_Yazılı talep_
Manchester United–Tottenham maçını anlatan yazıya göre şu soruları yanıtlayın:
(a) Liverpool, Hull'u deplasmanda hangi skorla geçti?
(b) Devre arasındaki değişiklik hangi iki oyuncu arasında yapıldı?
(c) Rooney maçta kaç gol ve kaç asist yaptı?
··· Kaynak alıntısı
Olmadan dalinda curuyenler burda toplaniyor

25 Nisan 2009

Demolition Job


Ada'da Premier Lig'in bitmesine 4 hafta kala isler iyice kizismis durumda. En azindan Manu Tottenham'i derbeder edene kadar basinin yansitmaya calistigi hava buydu. Liverpool Hull'u deplasmanda 3-1 gibi rahat bir skorla gecerken, 57. dakkaya kadar kendi evinde maci 2-0 yenik surduren Manchester icin isler pekte iyi gitmiyordu. Yalniz ne olduysa bu dakkadan sonra oldu. Once Ronaldo'nun penalti golu, ardindan 5 dakikada gelen 3 gol (Ronaldo 68', Rooney 67', 71') ve son olarakta 78'de pastaya cilegi koyan Berbatov. Oyunun kaderinin degistigi an ise devre arasindaki Tevez-Nani degisikligiydi. Sezon sonunda gidecek mi kalacak mi bir turlu belli olmayan Tevez, United'a ihtiyaci olan tempoyu ikinci yarida getirince, gollerde ardisira yagmaya basladi. Yine de bir man of the match secilecekse Ronaldo'nun biraz hakkini yesekte bu suphesiz Rooney olmali. Ingilizlerin toramani sahada basmadik yer birakmamasi, 5 golde de payi olmasi, 2 gol, 1 assistiyle bugun Manu'ya galibiyeti getiren oyuncuydu. Hala macin nasil bu kadar boka sardigini anlayamayan Tottenham tarafinin cok sikayetci oldugu penalti karari ise Manchester'a hayat opucugu gibiydi. Tabi 2-0 galibiyetten 5-2 maglubiyete dusupte kari gibi hakeme aglamakta neye yarar onuda Redknapp kendine sorsun.
······
··· Veri satırları
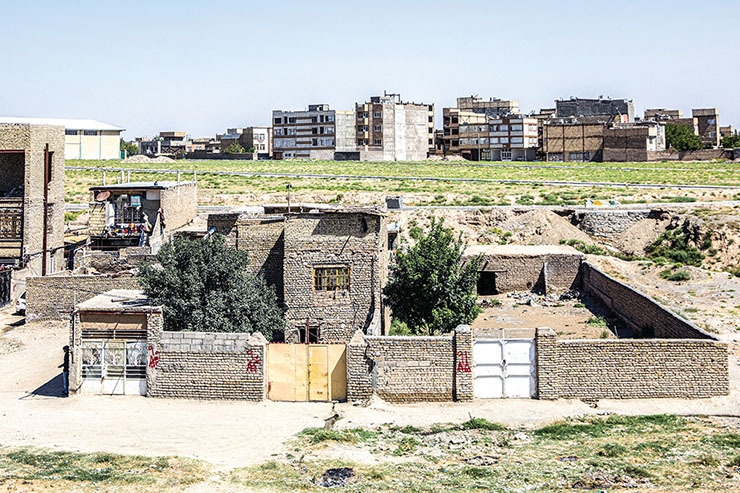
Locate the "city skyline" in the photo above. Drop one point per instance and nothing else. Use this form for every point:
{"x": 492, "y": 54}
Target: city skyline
{"x": 176, "y": 66}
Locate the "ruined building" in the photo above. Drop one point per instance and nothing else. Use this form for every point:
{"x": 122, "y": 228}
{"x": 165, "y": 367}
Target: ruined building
{"x": 328, "y": 266}
{"x": 31, "y": 203}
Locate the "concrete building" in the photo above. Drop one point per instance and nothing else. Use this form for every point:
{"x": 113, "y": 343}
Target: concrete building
{"x": 607, "y": 109}
{"x": 625, "y": 142}
{"x": 31, "y": 205}
{"x": 83, "y": 139}
{"x": 312, "y": 134}
{"x": 512, "y": 138}
{"x": 390, "y": 130}
{"x": 171, "y": 142}
{"x": 328, "y": 265}
{"x": 139, "y": 213}
{"x": 471, "y": 110}
{"x": 572, "y": 140}
{"x": 257, "y": 138}
{"x": 708, "y": 125}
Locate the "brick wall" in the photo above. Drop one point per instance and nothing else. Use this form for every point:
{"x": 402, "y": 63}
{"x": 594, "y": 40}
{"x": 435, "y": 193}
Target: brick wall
{"x": 334, "y": 239}
{"x": 206, "y": 365}
{"x": 410, "y": 369}
{"x": 636, "y": 309}
{"x": 630, "y": 368}
{"x": 52, "y": 297}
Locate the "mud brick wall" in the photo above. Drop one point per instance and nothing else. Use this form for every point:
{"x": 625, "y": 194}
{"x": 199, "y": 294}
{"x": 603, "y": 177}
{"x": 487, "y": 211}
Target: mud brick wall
{"x": 52, "y": 297}
{"x": 410, "y": 369}
{"x": 608, "y": 224}
{"x": 206, "y": 365}
{"x": 518, "y": 272}
{"x": 179, "y": 205}
{"x": 630, "y": 368}
{"x": 334, "y": 239}
{"x": 636, "y": 309}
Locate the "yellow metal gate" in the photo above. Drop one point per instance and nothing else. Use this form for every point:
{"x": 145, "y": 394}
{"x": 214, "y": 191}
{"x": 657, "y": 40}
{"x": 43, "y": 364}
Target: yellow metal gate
{"x": 306, "y": 372}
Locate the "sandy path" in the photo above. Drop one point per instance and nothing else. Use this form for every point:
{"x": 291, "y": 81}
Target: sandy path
{"x": 233, "y": 434}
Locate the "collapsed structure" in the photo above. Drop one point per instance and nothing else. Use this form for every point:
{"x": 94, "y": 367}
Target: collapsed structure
{"x": 31, "y": 204}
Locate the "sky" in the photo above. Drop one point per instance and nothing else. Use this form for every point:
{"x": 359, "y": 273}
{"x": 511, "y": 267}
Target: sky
{"x": 201, "y": 67}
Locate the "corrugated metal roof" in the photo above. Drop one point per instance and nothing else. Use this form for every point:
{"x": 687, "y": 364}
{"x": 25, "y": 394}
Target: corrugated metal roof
{"x": 68, "y": 123}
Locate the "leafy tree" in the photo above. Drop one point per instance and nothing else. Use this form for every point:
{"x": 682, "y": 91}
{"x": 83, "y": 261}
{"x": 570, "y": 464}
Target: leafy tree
{"x": 681, "y": 137}
{"x": 731, "y": 141}
{"x": 130, "y": 148}
{"x": 203, "y": 285}
{"x": 234, "y": 148}
{"x": 429, "y": 289}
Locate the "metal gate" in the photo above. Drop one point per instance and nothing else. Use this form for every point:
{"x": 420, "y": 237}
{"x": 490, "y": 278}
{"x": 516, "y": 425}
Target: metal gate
{"x": 5, "y": 280}
{"x": 306, "y": 372}
{"x": 504, "y": 367}
{"x": 114, "y": 367}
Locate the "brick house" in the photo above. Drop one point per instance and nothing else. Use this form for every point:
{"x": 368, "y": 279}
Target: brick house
{"x": 328, "y": 266}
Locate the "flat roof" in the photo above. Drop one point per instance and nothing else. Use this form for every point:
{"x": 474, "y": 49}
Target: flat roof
{"x": 475, "y": 250}
{"x": 142, "y": 185}
{"x": 68, "y": 123}
{"x": 116, "y": 300}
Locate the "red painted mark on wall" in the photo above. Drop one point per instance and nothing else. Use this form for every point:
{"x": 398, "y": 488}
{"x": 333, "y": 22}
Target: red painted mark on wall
{"x": 253, "y": 363}
{"x": 463, "y": 363}
{"x": 153, "y": 357}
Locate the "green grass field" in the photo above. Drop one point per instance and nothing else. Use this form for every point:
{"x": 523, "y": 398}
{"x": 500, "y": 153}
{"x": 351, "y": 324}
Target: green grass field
{"x": 479, "y": 193}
······
_Görevin sonucu_
(a) 3-1
(b) Tevez ile Nani
(c) 2 gol, 1 asist